[Stored entries]
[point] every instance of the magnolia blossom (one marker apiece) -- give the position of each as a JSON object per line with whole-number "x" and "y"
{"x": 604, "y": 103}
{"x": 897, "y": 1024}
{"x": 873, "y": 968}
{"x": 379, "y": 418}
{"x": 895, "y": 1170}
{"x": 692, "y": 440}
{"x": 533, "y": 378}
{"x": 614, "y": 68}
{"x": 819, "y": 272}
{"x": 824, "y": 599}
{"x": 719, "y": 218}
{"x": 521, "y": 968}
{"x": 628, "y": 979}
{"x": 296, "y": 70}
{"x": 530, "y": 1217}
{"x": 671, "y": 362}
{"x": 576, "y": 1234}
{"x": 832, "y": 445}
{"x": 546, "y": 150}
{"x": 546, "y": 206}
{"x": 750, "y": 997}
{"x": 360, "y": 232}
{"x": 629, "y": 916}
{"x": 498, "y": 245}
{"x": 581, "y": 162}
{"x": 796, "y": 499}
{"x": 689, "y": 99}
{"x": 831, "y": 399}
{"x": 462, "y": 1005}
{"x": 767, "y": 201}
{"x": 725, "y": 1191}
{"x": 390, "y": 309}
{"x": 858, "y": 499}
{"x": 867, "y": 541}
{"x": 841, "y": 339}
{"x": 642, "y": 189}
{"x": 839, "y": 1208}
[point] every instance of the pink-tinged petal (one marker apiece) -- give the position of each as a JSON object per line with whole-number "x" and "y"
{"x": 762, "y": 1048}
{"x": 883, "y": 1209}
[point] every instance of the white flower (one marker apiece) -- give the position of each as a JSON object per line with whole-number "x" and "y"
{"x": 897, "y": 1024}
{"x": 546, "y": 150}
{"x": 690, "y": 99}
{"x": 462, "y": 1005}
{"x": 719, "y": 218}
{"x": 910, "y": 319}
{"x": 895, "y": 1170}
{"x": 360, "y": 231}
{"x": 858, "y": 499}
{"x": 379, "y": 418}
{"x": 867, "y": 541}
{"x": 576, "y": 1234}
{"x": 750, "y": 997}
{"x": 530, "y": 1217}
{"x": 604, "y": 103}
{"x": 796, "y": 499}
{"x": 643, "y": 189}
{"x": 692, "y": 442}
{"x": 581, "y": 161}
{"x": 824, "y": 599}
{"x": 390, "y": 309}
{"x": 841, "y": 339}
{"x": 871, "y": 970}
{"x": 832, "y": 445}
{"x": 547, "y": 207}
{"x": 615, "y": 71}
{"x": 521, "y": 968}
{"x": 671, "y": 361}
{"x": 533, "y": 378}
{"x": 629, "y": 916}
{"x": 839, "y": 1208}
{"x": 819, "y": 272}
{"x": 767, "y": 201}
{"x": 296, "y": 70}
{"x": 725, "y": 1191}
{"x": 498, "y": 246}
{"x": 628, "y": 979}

* _What is required_:
Return only the lines running from the line with "[point] every instance of the white" to the last line of the records, both included, exactly as written.

* _Task result_:
[point] every instance of the white flower (one marker apiece) -- give the position of each as a JSON object per line with whole-number "x" and "y"
{"x": 897, "y": 1024}
{"x": 546, "y": 150}
{"x": 690, "y": 99}
{"x": 462, "y": 1005}
{"x": 719, "y": 218}
{"x": 910, "y": 319}
{"x": 895, "y": 1170}
{"x": 360, "y": 231}
{"x": 858, "y": 499}
{"x": 379, "y": 418}
{"x": 867, "y": 541}
{"x": 576, "y": 1234}
{"x": 750, "y": 997}
{"x": 530, "y": 1217}
{"x": 604, "y": 103}
{"x": 796, "y": 499}
{"x": 643, "y": 189}
{"x": 692, "y": 442}
{"x": 581, "y": 161}
{"x": 824, "y": 599}
{"x": 390, "y": 309}
{"x": 841, "y": 339}
{"x": 871, "y": 970}
{"x": 832, "y": 445}
{"x": 547, "y": 207}
{"x": 615, "y": 71}
{"x": 521, "y": 968}
{"x": 671, "y": 361}
{"x": 533, "y": 378}
{"x": 629, "y": 916}
{"x": 839, "y": 1208}
{"x": 819, "y": 272}
{"x": 767, "y": 201}
{"x": 296, "y": 70}
{"x": 725, "y": 1191}
{"x": 498, "y": 246}
{"x": 628, "y": 979}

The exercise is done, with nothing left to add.